*Given request*: Copy the data that follows exactly. Include no pictures.

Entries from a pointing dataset
* begin *

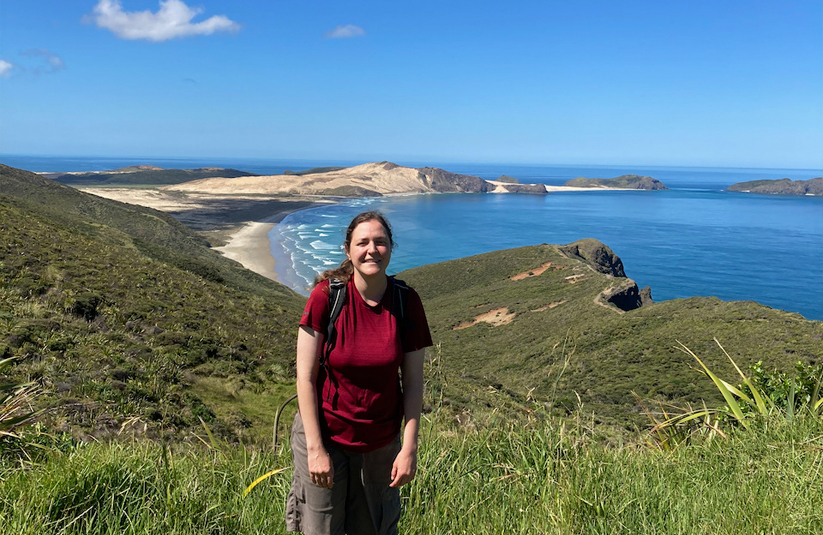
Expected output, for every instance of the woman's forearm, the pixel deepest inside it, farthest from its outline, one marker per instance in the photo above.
(308, 364)
(412, 397)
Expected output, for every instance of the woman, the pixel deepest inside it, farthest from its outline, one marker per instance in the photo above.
(348, 458)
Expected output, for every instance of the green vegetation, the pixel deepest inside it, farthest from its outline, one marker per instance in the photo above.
(623, 181)
(137, 334)
(144, 176)
(545, 477)
(130, 324)
(784, 186)
(564, 343)
(763, 394)
(15, 403)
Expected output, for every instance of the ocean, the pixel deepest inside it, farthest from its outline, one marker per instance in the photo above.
(694, 240)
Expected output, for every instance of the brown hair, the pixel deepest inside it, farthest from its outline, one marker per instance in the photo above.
(345, 270)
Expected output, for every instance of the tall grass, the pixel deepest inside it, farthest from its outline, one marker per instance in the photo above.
(543, 478)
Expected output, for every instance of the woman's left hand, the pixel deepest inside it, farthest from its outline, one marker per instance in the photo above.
(404, 468)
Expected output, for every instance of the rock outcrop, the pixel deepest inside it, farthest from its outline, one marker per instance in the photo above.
(621, 182)
(597, 255)
(783, 186)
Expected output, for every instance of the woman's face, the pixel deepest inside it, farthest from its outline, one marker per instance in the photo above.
(370, 249)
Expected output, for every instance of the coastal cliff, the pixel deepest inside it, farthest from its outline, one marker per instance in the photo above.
(621, 182)
(784, 186)
(371, 179)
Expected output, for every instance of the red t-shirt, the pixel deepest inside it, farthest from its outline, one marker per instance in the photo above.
(361, 404)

* end *

*Written answer*:
Expected output, for every instance of the woman's forearm, the pixel deepest inside it, farthest from its outline, one marker per instance in the photo above.
(308, 364)
(412, 397)
Expected output, for every instance of the woman, the pixel deepest inside it, farthest from its outline, one marker per instance in the photo above.
(348, 458)
Expected output, for every instance of the green vegetation, the pixel deepest inside it, farthest from its outline, one marker per instance in the photo above.
(623, 181)
(137, 334)
(144, 176)
(545, 477)
(130, 324)
(784, 186)
(564, 343)
(763, 394)
(15, 403)
Expected output, for every instance of the ocean, the pixel deepest inside it, farthest from its outline, one marker per instance in the photo above.
(694, 240)
Expected output, for every instance of the brown hair, the pixel deepest inside it, farthest from its outline, one marker per instance in the photo above.
(345, 270)
Expected output, for every instance of the tall grass, the pixel deepest inside it, farthest from its outline, one marker per instance in the photo above.
(543, 478)
Expected output, for every instance of the woman's left hand, the pixel deepest inside it, farthest from its outline, one marker per instance in the photo above.
(404, 468)
Expected output, for every instance of the rock outcrop, the pixel deepest inside it, farthest from its outline, one marker per instance in the photo above.
(621, 182)
(597, 255)
(783, 186)
Expected output, for every instance of the woman's face, the pixel deepest inside it, farthest from its outline, one marker per instance in the photo above.
(370, 249)
Expected output, for every instance of the coastal cliff, the pixel deepest inside it, farthest from its outline, one marker per instance in the photo above.
(621, 182)
(784, 186)
(371, 179)
Expected output, for every instance of the red t-shirt, the pixel deepest inside it, farthest from its outline, one marker per instance in the photo above.
(361, 404)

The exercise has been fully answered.